Work to complete: Each line holding the word "woman" must appear in the answer, copied from the entries.

Input material:
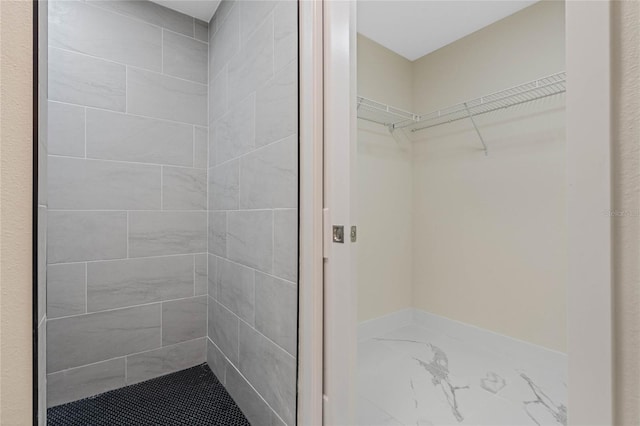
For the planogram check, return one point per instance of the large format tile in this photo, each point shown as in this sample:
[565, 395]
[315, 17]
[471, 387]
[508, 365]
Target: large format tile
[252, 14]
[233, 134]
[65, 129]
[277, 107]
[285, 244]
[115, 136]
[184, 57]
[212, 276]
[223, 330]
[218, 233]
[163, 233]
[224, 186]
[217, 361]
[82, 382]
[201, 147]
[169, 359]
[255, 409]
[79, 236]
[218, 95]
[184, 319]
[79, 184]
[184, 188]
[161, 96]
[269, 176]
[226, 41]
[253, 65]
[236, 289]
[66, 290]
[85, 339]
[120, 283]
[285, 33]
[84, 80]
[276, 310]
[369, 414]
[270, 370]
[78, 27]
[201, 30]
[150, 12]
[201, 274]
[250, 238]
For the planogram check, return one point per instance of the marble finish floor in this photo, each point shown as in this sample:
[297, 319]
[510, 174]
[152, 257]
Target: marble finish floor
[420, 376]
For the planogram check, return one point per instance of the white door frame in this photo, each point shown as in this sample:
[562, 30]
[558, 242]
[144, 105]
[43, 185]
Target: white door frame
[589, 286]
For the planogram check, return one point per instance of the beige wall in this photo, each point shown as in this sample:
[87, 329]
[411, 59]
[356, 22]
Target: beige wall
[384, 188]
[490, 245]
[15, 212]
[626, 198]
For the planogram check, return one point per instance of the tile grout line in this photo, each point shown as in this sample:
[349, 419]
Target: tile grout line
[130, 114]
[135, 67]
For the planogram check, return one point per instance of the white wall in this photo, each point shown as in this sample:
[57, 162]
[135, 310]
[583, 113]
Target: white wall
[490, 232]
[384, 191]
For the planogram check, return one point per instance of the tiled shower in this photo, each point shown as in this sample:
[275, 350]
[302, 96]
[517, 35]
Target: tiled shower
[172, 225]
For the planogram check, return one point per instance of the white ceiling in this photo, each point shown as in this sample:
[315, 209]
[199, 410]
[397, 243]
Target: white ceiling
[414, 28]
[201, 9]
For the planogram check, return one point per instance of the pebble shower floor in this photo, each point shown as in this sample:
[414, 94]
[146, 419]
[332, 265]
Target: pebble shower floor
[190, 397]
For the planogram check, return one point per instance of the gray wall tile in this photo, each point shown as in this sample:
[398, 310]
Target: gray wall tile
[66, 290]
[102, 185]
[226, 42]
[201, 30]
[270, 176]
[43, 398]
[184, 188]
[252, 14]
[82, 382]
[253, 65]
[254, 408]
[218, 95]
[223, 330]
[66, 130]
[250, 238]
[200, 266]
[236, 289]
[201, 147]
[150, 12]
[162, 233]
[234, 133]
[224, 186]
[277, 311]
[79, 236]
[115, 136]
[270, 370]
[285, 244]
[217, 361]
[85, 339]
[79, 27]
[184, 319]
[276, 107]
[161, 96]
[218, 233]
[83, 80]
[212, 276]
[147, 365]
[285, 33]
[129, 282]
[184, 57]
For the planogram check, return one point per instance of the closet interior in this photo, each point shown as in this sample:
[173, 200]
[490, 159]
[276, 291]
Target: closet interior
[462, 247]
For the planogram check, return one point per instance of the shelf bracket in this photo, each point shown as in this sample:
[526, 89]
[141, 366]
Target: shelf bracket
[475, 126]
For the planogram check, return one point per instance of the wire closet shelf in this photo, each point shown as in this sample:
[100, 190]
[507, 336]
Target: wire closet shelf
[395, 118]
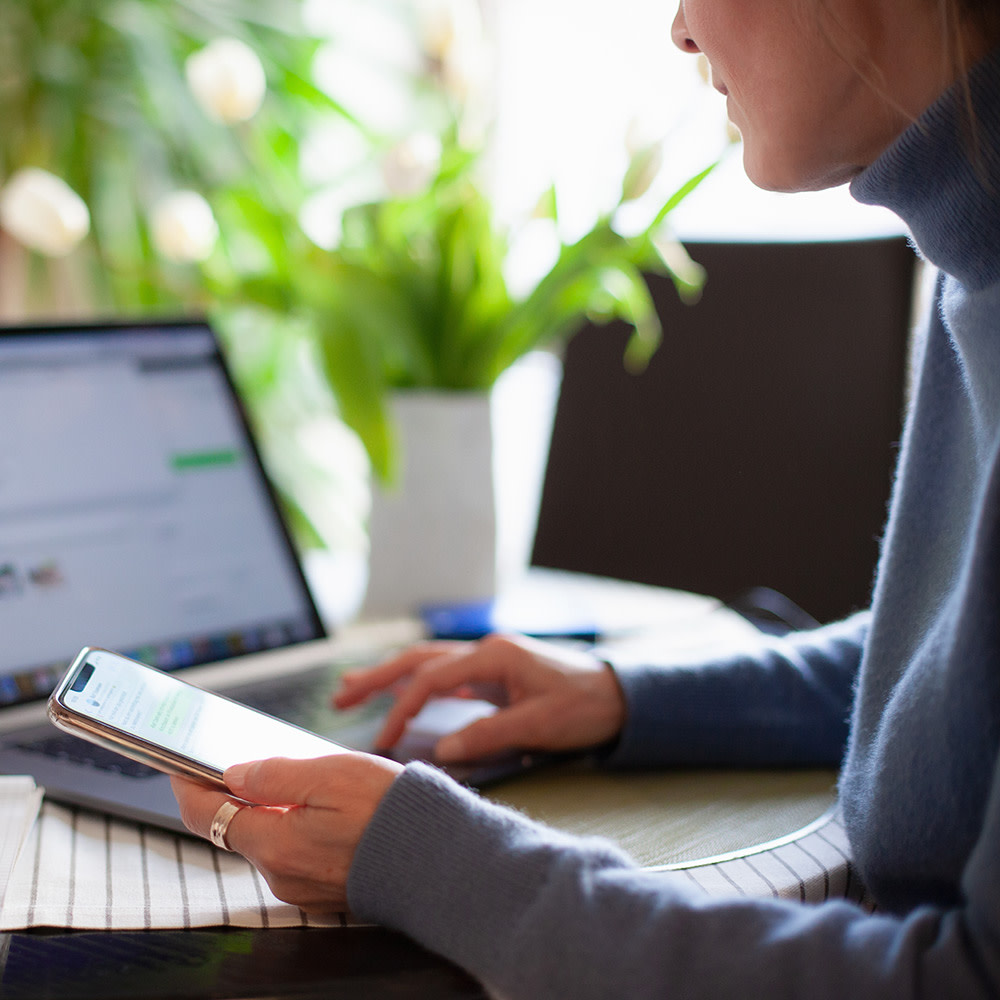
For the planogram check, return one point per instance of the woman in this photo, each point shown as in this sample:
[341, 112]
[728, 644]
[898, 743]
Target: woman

Task result:
For the planogram check, return one point per instance of the woman in this photo, each point shown as in this sample:
Target: woman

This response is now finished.